● **TO DO**
Rewrite every line of the data below as a JSON list of strings, one string per line, leaving out blank lines.

● **A run of data**
==================================================
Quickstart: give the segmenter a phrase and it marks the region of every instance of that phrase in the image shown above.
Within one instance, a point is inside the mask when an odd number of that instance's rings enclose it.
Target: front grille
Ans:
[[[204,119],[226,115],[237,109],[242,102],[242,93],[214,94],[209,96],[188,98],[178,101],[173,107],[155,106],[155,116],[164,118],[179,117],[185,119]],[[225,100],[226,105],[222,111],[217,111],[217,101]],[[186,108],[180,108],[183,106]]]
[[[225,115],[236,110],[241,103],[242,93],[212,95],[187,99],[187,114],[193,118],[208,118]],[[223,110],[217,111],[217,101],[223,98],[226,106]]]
==================================================
● **RESULT OF THIS TASK**
[
  "Quickstart: give the segmenter a phrase and it marks the region of every instance of that phrase in the image shown above.",
  "Within one instance, a point is inside the mask when an odd number of that instance's rings enclose it.",
  "Target: front grille",
  "Ans:",
  "[[[204,119],[226,115],[237,109],[242,102],[242,93],[214,94],[209,96],[188,98],[178,101],[173,107],[155,106],[155,116],[164,118],[179,117],[185,119]],[[225,100],[226,105],[222,111],[217,111],[217,101]],[[186,108],[180,108],[183,106]]]",
  "[[[225,115],[236,110],[241,103],[242,93],[212,95],[187,99],[187,114],[193,118],[208,118]],[[223,110],[217,111],[217,101],[223,98],[226,106]]]"
]